▶ **Work order**
Nothing in the data may be changed; retype all of it.
*** Begin section ***
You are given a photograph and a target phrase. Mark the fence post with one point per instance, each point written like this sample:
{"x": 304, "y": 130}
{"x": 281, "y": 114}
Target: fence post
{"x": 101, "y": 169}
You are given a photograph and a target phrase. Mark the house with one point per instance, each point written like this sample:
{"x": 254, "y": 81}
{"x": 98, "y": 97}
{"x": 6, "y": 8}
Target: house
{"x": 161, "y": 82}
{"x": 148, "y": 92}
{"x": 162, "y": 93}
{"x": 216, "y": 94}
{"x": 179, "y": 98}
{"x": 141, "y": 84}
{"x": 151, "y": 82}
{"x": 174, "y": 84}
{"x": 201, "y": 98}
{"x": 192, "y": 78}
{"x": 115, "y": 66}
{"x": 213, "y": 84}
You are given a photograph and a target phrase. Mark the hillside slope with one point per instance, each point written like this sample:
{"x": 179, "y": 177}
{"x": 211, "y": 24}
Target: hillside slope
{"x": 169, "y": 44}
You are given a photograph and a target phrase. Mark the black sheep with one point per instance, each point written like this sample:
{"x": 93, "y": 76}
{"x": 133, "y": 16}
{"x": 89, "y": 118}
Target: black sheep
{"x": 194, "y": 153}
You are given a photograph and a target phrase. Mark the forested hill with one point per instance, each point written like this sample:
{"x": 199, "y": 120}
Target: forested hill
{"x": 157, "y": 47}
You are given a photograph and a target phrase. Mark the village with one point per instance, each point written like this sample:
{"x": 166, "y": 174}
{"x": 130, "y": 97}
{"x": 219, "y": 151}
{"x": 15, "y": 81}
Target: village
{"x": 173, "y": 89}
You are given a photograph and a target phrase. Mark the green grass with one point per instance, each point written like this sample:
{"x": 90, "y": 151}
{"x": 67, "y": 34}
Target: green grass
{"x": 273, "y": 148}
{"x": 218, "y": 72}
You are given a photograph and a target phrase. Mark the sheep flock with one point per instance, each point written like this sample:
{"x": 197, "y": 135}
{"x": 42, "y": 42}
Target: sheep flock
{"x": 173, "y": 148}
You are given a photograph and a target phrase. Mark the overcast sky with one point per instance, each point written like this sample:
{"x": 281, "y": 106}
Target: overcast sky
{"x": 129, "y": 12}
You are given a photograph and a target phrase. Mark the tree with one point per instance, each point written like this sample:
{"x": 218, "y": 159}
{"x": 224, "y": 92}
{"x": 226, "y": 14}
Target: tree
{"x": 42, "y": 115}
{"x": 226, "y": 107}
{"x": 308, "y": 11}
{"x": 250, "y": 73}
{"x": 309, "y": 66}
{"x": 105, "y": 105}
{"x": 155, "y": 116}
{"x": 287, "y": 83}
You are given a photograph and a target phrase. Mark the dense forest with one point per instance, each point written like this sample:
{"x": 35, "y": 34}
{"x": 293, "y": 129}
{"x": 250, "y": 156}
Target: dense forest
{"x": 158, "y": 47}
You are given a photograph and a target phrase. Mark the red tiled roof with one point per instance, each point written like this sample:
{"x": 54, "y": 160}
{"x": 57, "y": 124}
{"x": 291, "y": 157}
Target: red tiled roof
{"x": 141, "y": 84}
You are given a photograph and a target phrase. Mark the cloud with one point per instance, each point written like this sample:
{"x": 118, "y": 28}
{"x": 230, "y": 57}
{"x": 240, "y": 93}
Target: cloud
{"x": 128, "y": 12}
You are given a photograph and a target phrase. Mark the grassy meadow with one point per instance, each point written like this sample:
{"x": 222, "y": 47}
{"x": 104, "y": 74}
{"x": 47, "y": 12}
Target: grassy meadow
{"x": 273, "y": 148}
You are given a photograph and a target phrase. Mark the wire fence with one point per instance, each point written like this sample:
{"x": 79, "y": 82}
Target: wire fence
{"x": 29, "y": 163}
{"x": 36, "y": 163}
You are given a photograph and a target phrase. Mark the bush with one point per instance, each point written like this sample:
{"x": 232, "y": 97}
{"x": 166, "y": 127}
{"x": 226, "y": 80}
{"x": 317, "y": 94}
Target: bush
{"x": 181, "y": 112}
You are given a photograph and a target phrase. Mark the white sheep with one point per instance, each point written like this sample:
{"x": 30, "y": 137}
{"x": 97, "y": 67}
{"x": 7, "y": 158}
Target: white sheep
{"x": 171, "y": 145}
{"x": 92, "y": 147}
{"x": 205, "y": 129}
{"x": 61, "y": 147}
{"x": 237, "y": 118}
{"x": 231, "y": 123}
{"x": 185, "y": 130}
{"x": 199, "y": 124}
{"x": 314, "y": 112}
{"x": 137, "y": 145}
*** End section ***
▶ **Result**
You are given a photograph and a target phrase. Mark the fence post with one point per instance, each point written like this sample:
{"x": 304, "y": 130}
{"x": 281, "y": 114}
Target: fence post
{"x": 101, "y": 169}
You are given a photograph and a target phrase. Mark the house with one point per instance, each point written like this sample:
{"x": 254, "y": 81}
{"x": 98, "y": 97}
{"x": 6, "y": 8}
Target: house
{"x": 161, "y": 82}
{"x": 148, "y": 92}
{"x": 162, "y": 93}
{"x": 216, "y": 94}
{"x": 179, "y": 98}
{"x": 141, "y": 84}
{"x": 151, "y": 82}
{"x": 174, "y": 84}
{"x": 201, "y": 98}
{"x": 192, "y": 78}
{"x": 115, "y": 66}
{"x": 213, "y": 84}
You are given a photograph and a target phrase. Mark the hillside slope with one point per instance, each point written like this sample:
{"x": 179, "y": 177}
{"x": 211, "y": 24}
Target: hillside slope
{"x": 169, "y": 44}
You are given a photograph and a target phrase. Mark the black sheep with one point per instance, each point written like this sample:
{"x": 93, "y": 76}
{"x": 133, "y": 16}
{"x": 89, "y": 118}
Target: black sheep
{"x": 194, "y": 153}
You are given a photograph and a target phrase. Mark the forested hill with one point per instance, each point written like this sample:
{"x": 199, "y": 120}
Target: forested hill
{"x": 157, "y": 47}
You are given a photograph and a target phrase. Mark the village with one point per instance, each point written like this sample:
{"x": 166, "y": 174}
{"x": 130, "y": 97}
{"x": 219, "y": 151}
{"x": 15, "y": 81}
Target: village
{"x": 173, "y": 89}
You are given a photograph and a target phrase. Mark the green grass with one point per instance, each point written like this sample:
{"x": 90, "y": 151}
{"x": 67, "y": 34}
Target: green grass
{"x": 273, "y": 148}
{"x": 218, "y": 72}
You are given a photograph and a target phrase. Mark the sheep flock with one point per instance, each point written like this sample:
{"x": 197, "y": 135}
{"x": 42, "y": 42}
Target: sheep flock
{"x": 173, "y": 148}
You are given a photograph and a target phrase. Mark the overcast sky with one point per instance, each point written like this sample:
{"x": 281, "y": 106}
Target: overcast sky
{"x": 129, "y": 12}
You are given a photograph and a target phrase. Mark the tree with one point per instance, each point written like this sample:
{"x": 218, "y": 159}
{"x": 224, "y": 92}
{"x": 226, "y": 14}
Target: tree
{"x": 42, "y": 115}
{"x": 226, "y": 107}
{"x": 308, "y": 11}
{"x": 250, "y": 73}
{"x": 309, "y": 66}
{"x": 105, "y": 105}
{"x": 155, "y": 116}
{"x": 287, "y": 83}
You are given a photograph and a target phrase. Mark the dense forest with one point per instance, each point written like this sample:
{"x": 35, "y": 34}
{"x": 293, "y": 129}
{"x": 250, "y": 156}
Target: dense forest
{"x": 158, "y": 47}
You are given a photograph and a target phrase. Mark the red tiled roof with one point per instance, each point written like this sample:
{"x": 54, "y": 160}
{"x": 57, "y": 124}
{"x": 291, "y": 157}
Target: red tiled roof
{"x": 141, "y": 84}
You are given a photograph and a target phrase. Mark the cloud with one point per instance, each point written like this sample:
{"x": 118, "y": 28}
{"x": 230, "y": 57}
{"x": 240, "y": 93}
Target: cloud
{"x": 128, "y": 12}
You are given a photograph and a target phrase. Mark the grassy meadow with one point per instance, each point written like this sample:
{"x": 222, "y": 47}
{"x": 104, "y": 74}
{"x": 47, "y": 12}
Target: grassy meadow
{"x": 273, "y": 148}
You are given a photograph and a target phrase. Mark the wire fence with one point per instance, each point written like this sample:
{"x": 79, "y": 82}
Target: wire fence
{"x": 29, "y": 163}
{"x": 36, "y": 163}
You are given a photograph and a target phrase. Mark the bush with one point per instance, each point written like this sample:
{"x": 232, "y": 97}
{"x": 166, "y": 127}
{"x": 226, "y": 80}
{"x": 317, "y": 94}
Target: bush
{"x": 181, "y": 112}
You are given a photograph and a target phrase. Mark the white sheep with one point per instance, each point written like this sample:
{"x": 30, "y": 137}
{"x": 97, "y": 67}
{"x": 7, "y": 158}
Target: white sheep
{"x": 171, "y": 145}
{"x": 92, "y": 147}
{"x": 205, "y": 129}
{"x": 61, "y": 147}
{"x": 237, "y": 118}
{"x": 231, "y": 123}
{"x": 185, "y": 130}
{"x": 199, "y": 124}
{"x": 314, "y": 112}
{"x": 137, "y": 145}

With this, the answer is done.